Exercise instructions:
**1)** In the forum thread about a dog that may be pregnant, what breed is the father?
**2)** Reproduce the part of the forum thread starting at "According to this" and ending at "ultrasound or X-rays.".
**3)** Translate this sentence from the forum thread into Spanish: "Canine gestation lasts approximately 63 days."

Document passage:

# Can't feel puppies kicking...



## Tumbleweed

My bitch was mated on 8/5/12 and again on 10/5/12. 

She's been showing most of the pregnancy signs - sleepy, thickening around ribs and waist, enlargement of nipples etc... But we're less than a week from her due date and I can't feel any puppies moving. Could this be a false pregnancy or is it still possible she has some hiding? I've been treating her as if she is pregnant since the mating so all her feeding and worming schedules are up to date for this gestation.

Just getting a little worried now that she either didn't get preg or reabsorbed them at some point. I haven't had her scanned.

She's a lurcher and larger than the dad who is a whippet.

Any ideas aside for taking her to the vet? (they charge a small fortune for walking in the door! I'm trying to hold on to my vet fund in case she has an emergency rather than for diagnostics).

Thanks for your thoughts.


----------



## Sled dog hotel

Tumbleweed said:


> My bitch was mated on 8/5/12 and again on 10/5/12.
> 
> She's been showing most of the pregnancy signs - sleepy, thickening around ribs and waist, enlargement of nipples etc... But we're less than a week from her due date and I can't feel any puppies moving. Could this be a false pregnancy or is it still possible she has some hiding? I've been treating her as if she is pregnant since the mating so all her feeding and worming schedules are up to date for this gestation.
> 
> Just getting a little worried now that she either didn't get preg or reabsorbed them at some point. I haven't had her scanned.
> 
> She's a lurcher and larger than the dad who is a whippet.
> 
> Any ideas aside for taking her to the vet? (they charge a small fortune for walking in the door! I'm trying to hold on to my vet fund in case she has an emergency rather than for diagnostics).
> 
> Thanks for your thoughts.


According to this they can show all the same signs in a false pregnancy too

Watch for Signs of Pregnancy Canine gestation lasts approximately 63 days. Signs of pregnancy include an increase in appetite, weight, and nipple size. However, a bitch with false pregnancy may also show these signs. A veterinarian can usually confirm a pregnancy through abdominal palpitation at 28 days or by using ultrasound or X-rays.

http://www.akc.org/breeders/resources/guide_to_breeding_your_dog/pdf/guide_to_breeding_your_dog.pdf


----------



## swarthy

As above, a phantom can show all the signs of a genuine pregnancy.

Extracted entries:
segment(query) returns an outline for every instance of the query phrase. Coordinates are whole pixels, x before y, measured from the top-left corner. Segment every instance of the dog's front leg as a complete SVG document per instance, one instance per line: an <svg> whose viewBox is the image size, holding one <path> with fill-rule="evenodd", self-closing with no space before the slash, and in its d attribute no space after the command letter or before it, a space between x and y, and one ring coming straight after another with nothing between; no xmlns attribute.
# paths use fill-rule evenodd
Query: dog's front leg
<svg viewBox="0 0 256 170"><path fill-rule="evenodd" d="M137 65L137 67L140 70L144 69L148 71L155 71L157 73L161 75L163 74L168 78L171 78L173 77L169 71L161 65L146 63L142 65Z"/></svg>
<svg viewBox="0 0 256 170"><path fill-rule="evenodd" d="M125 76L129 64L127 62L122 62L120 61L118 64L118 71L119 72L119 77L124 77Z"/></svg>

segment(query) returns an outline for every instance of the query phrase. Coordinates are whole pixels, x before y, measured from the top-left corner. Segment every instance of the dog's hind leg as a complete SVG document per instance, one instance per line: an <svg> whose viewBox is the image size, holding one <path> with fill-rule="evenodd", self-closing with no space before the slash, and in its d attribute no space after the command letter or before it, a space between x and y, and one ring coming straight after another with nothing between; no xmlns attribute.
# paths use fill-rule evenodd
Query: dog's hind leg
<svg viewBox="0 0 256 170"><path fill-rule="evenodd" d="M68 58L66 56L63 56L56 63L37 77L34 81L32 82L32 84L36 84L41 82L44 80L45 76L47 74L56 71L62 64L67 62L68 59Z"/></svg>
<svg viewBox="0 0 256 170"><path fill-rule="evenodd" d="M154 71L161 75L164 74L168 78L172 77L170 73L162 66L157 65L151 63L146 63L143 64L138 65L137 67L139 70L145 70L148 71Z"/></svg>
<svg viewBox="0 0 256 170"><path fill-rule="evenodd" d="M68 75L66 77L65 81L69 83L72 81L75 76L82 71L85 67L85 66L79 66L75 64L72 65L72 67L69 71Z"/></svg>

Answers to the problems:
**1)** He is a whippet.

**2)**
According to this they can show all the same signs in a false pregnancy too

Watch for Signs of Pregnancy Canine gestation lasts approximately 63 days. Signs of pregnancy include an increase in appetite, weight, and nipple size. However, a bitch with false pregnancy may also show these signs. A veterinarian can usually confirm a pregnancy through abdominal palpitation at 28 days or by using ultrasound or X-rays.

**3)** La gestación canina dura aproximadamente 63 días.